■ Задания:
(A) Перепечатайте часть отрывка о стихах Иосифа от «Так я, и многие» до «Отметим слово ЗВУК.».
(B) Для кого устраивали вечер поэзии, о котором говорится в отрывке?

■ Цитируемый отрывок:
Так я, и многие люди моего поколения,
мгновенно схватили ту новизну, которая довольно-таки внезапно зазвучала
в стихах двадцатилетнего Иосифа. Отметим слово ЗВУК.
Однажды, думаю, что это было в начале
лета 1966 года, меня пригласили на вечер поэзии для сотрудников
Ботанического института в Ленинграде. Я опаздывал. Шел по улицам
Аптекарского острова, по узким заросшим аллеям Ботанического сада. В
углу стояло по-петербургски желто-белое здание, выстроенное в начале
века в том стиле подражания петровскому барокко, который лучше самого
петровского барокко. Уже у входа я почувствовал, что мое движение
подчинено какому-то извне диктуемому ритму. По лестнице я поднимался,
все громче слыша голос, но не разбирая слов. На каждый широкий марш,
освещенный желтым солнцем через широкие переплетчатые окна, приходилось
семь набирающих высоту строк строфы, а на площадку - разрешающая
каденция восьмой строки. Ровно на начале четвертой строфы я оказался у
двери, вошел в зал и стал разбирать слова. Впрочем, если бы спросили, я
не смог бы вслед за чтением пересказать услышанное, как ни сильно оно
меня потрясло. Просодической атакой как бы разрушило обычно безотказные
фильтры отбирающего и разбирающего сознания, и парадоксальные образы,
необычайные ассоциации и весь образ стихотворения "проницался
мгновенно". Но помимо мгновенного эта просодия обладала и не менее
сильным замедленным действием: стройная и сложная гармоническая
структура внедрялась в сознание и за глубоким впечатлением следовало не
менее глубокое понимание.

■ Раздел данных:
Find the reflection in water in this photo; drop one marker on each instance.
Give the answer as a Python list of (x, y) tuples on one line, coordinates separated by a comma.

■ Ответы:
(A)
Так я, и многие люди моего поколения,
мгновенно схватили ту новизну, которая довольно-таки внезапно зазвучала
в стихах двадцатилетнего Иосифа. Отметим слово ЗВУК.

(B) Для сотрудников Ботанического института в Ленинграде.